*Source passage:*
----

Essay: The academic novel after Sokal

January 14, 2017

It was just over twenty years ago that the physicist Alan Sokal pulled off his famous hoax—writing a mock paper on how the physical universe is just a social construct and sending it to Social Text, a hipster academic journal. Social Text, of course, published the absurd thing, which allowed Sokal to take to the pages of Lingua Franca to expose the absurdity of the attempt to roll quantum physics into poststructuralism and deconstruction.

The Chronicle of Higher Education took the anniversary of the hoax this month as an occasion to collect the remembrances of those involved. And George Will used his widely syndicated column to suggest that, in the twenty years since Sokal mocked prevailing intellectual trends, American academia had actually gotten worse, transforming itself into something entirely beyond hoaxing. Every semester brings news of intellectual claims and campus activities that are too extreme to be parodied. Even comic campus novels—Will mentions Randall Jarrell's 1954 Pictures From an Institution—have become impossible. When an institution has become its own caricature, what chance do art and irony have?

Both Will and the Chronicle of Higher Ed highlight a line from Bruce Robbins, the Columbia University professor who helped edit Social Text back in the 1990s. Asked whether he was still angry with Sokal, Robbins answered, "I mean, there were epistemological differences, but so what?"

----

*Task description:* In the essay on the academic novel after Sokal, explain why George Will suggests that comic campus novels have become impossible.

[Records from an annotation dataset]
----

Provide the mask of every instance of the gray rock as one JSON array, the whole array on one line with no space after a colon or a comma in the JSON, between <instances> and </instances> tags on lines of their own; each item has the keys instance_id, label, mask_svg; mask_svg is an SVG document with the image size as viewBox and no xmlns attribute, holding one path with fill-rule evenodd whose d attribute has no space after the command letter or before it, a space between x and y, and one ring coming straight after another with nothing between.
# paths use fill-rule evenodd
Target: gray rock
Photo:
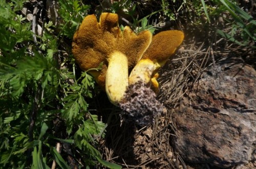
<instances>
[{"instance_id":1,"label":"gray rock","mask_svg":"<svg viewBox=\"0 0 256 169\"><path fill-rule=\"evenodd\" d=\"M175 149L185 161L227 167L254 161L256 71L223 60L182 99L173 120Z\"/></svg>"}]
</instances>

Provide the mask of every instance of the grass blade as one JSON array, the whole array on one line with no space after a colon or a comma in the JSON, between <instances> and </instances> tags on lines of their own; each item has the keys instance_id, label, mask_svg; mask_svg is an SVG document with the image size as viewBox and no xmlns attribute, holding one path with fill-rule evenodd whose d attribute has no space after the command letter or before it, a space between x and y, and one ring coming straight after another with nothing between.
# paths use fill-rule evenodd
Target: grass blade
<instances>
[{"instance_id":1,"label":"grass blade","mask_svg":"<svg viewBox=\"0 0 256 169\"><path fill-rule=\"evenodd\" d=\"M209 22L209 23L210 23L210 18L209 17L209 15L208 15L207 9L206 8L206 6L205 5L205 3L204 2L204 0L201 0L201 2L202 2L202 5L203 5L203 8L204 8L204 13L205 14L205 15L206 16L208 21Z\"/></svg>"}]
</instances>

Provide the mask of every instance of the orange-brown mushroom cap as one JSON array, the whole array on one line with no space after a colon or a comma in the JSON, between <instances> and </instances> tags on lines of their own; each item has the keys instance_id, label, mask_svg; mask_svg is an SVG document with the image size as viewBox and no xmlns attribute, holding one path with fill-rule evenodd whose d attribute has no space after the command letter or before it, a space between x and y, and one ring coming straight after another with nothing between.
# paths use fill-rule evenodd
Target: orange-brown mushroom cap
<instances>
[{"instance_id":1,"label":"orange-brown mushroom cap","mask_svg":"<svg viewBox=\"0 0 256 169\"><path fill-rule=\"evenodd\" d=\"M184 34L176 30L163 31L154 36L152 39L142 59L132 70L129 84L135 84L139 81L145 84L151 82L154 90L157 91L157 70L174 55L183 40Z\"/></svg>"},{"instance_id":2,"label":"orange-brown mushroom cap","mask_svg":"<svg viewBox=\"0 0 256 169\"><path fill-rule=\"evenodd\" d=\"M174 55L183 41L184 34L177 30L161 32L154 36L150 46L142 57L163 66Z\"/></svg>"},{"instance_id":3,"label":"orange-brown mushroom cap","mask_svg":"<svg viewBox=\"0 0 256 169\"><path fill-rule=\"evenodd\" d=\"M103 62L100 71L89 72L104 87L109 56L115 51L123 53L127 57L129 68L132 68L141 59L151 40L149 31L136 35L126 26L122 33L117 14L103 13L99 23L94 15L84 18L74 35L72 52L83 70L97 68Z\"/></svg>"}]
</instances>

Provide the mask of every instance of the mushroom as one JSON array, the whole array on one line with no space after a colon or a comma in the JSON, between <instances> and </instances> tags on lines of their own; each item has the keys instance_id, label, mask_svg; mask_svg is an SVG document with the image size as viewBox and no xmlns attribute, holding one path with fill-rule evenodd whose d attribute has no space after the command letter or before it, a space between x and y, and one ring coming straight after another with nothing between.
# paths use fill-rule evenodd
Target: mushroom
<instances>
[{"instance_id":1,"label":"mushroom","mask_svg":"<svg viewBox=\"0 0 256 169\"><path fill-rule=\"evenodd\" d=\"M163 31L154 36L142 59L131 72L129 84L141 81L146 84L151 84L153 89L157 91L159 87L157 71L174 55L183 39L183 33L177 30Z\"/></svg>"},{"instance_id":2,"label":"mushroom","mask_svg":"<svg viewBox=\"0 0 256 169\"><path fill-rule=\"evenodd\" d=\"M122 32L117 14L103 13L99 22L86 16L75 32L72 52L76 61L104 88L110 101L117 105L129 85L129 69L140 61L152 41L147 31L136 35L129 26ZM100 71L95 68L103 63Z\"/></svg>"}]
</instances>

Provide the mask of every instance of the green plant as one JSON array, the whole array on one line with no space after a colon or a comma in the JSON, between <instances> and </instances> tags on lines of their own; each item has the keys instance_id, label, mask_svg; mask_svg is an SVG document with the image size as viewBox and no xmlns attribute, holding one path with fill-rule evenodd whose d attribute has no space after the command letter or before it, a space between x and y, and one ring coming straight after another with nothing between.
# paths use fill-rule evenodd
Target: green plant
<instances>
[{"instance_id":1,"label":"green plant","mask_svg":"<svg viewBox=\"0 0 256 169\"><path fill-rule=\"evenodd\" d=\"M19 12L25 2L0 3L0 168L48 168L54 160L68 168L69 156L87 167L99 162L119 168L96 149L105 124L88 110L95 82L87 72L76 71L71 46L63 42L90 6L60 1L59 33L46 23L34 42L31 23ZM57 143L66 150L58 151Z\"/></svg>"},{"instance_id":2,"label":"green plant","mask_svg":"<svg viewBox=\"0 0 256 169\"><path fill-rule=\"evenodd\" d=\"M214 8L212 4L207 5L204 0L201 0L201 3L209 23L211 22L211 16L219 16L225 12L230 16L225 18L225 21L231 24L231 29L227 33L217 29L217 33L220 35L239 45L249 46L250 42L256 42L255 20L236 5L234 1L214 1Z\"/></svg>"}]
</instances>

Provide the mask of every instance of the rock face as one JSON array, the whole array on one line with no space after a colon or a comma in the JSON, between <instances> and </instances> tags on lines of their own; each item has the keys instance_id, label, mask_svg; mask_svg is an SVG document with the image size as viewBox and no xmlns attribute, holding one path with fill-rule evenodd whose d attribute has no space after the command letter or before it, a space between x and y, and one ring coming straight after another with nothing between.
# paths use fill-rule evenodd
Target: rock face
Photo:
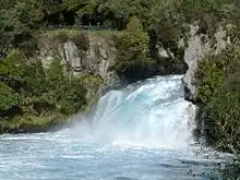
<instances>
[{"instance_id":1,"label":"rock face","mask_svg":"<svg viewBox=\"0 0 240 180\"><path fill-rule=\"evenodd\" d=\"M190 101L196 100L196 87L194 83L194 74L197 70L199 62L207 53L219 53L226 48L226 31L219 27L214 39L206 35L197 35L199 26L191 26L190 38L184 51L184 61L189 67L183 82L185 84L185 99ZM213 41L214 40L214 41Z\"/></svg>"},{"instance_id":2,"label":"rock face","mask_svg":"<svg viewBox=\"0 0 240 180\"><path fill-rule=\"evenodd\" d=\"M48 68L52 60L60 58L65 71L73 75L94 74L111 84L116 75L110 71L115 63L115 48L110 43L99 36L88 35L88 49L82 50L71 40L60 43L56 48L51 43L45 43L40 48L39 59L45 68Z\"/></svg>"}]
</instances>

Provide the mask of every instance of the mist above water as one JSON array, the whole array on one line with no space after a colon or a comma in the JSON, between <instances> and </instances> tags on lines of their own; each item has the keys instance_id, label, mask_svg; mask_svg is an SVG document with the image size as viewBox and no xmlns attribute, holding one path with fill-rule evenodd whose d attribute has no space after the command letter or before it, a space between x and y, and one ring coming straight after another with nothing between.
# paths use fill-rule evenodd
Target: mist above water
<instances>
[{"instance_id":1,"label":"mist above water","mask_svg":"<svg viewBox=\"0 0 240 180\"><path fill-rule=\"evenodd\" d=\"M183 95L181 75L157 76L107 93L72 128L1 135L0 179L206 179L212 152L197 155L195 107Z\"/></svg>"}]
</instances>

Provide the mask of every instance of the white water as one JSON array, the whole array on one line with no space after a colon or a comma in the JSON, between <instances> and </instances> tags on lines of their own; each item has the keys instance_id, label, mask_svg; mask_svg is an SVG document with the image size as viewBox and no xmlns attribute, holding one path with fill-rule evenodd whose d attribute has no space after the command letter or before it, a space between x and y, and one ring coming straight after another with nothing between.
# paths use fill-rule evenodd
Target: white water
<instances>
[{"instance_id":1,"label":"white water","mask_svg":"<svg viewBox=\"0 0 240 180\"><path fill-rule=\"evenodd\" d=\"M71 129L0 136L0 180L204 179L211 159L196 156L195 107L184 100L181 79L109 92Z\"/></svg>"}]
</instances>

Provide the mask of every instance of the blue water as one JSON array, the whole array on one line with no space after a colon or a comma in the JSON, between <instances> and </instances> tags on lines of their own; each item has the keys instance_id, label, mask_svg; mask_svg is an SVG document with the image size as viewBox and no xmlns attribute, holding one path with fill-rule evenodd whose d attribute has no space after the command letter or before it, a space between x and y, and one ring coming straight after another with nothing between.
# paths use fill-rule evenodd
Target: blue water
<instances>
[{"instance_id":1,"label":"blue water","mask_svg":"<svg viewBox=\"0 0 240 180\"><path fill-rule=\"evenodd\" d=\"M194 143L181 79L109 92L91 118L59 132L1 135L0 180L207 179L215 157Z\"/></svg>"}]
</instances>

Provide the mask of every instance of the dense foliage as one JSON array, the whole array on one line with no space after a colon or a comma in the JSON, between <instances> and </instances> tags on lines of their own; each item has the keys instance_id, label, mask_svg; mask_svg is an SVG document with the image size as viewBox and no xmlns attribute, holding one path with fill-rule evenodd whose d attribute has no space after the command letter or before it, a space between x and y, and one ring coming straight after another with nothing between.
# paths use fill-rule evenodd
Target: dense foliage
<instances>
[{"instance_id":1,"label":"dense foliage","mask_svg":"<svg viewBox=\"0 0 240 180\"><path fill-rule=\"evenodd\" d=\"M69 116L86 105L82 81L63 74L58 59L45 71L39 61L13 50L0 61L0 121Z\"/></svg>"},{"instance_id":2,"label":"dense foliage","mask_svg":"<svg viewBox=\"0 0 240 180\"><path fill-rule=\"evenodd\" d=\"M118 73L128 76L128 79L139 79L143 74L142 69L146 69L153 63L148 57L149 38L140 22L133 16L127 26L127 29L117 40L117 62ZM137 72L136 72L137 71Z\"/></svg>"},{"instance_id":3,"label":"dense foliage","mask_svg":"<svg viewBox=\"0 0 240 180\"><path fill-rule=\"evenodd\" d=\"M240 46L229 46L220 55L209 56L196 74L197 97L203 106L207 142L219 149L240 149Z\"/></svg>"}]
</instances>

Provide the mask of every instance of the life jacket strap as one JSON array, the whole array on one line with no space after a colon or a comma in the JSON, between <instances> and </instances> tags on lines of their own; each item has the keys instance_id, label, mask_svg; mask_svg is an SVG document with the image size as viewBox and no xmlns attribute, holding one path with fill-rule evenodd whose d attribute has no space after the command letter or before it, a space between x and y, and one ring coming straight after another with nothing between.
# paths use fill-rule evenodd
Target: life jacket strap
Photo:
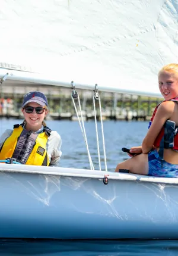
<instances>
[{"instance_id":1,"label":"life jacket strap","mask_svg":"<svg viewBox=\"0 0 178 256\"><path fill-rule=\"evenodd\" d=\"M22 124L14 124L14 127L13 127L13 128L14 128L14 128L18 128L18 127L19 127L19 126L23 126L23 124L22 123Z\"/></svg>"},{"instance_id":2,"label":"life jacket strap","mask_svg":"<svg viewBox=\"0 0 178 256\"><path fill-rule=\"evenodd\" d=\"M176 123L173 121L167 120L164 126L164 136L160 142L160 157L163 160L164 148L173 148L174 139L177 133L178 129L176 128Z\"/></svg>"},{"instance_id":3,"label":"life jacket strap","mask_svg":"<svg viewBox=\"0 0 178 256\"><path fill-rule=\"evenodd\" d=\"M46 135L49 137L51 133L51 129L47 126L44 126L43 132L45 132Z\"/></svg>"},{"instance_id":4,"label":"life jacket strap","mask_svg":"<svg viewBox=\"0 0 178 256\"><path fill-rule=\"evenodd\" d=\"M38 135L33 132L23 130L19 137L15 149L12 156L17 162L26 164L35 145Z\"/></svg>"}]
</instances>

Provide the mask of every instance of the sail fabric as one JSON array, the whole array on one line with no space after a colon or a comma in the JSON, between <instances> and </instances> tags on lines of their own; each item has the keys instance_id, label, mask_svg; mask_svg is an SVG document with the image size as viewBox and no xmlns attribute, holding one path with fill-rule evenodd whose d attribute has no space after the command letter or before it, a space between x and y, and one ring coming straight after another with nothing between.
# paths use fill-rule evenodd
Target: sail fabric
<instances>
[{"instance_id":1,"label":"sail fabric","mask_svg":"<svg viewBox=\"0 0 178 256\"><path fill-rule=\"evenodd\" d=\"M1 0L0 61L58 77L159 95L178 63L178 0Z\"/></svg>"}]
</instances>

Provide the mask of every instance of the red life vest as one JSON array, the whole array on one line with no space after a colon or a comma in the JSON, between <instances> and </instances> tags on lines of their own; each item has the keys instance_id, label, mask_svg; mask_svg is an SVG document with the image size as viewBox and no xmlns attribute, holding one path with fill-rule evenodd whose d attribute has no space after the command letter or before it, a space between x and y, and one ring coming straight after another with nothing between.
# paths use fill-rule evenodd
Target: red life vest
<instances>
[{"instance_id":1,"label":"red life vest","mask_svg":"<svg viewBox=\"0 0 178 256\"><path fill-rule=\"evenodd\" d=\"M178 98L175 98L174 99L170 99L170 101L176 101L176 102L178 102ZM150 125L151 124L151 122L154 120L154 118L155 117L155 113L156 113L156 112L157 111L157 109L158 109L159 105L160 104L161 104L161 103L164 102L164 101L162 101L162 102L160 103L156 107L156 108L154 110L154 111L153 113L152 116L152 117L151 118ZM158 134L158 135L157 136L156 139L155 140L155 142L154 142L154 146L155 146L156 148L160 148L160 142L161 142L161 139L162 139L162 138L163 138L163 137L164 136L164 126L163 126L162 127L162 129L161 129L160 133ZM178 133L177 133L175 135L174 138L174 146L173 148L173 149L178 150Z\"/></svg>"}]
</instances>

----

*Exercise result:* Will argues that in the twenty years since the hoax, American academia has gotten worse and moved beyond hoaxing. Every semester brings intellectual claims and campus activities too extreme to be parodied. When an institution has become its own caricature, art and irony have little chance.